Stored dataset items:

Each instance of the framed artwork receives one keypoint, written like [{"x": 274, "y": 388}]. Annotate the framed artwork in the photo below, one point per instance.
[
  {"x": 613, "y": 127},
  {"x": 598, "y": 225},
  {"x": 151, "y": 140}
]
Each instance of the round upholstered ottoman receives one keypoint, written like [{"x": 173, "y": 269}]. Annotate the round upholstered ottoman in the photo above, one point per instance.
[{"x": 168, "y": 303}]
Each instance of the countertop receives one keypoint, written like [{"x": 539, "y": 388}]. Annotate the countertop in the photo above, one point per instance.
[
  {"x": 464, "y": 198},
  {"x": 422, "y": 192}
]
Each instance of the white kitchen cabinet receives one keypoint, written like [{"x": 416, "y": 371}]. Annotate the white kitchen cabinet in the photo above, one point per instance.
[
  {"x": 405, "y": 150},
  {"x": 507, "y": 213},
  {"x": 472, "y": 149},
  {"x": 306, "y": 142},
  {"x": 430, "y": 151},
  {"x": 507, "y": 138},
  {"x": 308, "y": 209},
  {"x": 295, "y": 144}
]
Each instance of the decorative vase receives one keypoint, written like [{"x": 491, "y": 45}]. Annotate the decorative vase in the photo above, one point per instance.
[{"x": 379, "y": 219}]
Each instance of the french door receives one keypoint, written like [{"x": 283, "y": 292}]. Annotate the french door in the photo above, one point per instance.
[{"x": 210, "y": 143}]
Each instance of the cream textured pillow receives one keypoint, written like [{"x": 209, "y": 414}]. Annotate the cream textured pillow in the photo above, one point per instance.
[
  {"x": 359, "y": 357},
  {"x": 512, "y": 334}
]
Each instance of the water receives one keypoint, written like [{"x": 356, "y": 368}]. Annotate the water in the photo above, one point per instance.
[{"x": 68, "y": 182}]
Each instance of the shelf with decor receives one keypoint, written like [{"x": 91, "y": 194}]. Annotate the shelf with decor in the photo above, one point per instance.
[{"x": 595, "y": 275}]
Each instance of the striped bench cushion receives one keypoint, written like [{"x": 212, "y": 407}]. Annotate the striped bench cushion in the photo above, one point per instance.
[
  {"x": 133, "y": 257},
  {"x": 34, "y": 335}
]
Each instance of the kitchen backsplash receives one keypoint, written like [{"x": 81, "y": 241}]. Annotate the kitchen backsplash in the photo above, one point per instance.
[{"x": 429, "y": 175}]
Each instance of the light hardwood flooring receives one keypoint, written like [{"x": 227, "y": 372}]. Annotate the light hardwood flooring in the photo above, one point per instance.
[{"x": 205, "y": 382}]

TASK BRIEF: Edit the records from the line containing "Each instance of the kitchen" through the end of the records, changing "one point per instance" to "a single point for each instance" and leaving everything else as it is. Give back only those lines.

EXPECTED OUTPUT:
Each instance of the kitchen backsplash receives one keypoint, written like [{"x": 81, "y": 241}]. Annotate the kitchen backsplash in the photo above, a single point for each instance.
[{"x": 429, "y": 175}]
Each instance of the light hardwood flooring receives one keypoint, written like [{"x": 227, "y": 372}]. Annotate the light hardwood flooring in the photo above, a single point for each instance.
[{"x": 205, "y": 382}]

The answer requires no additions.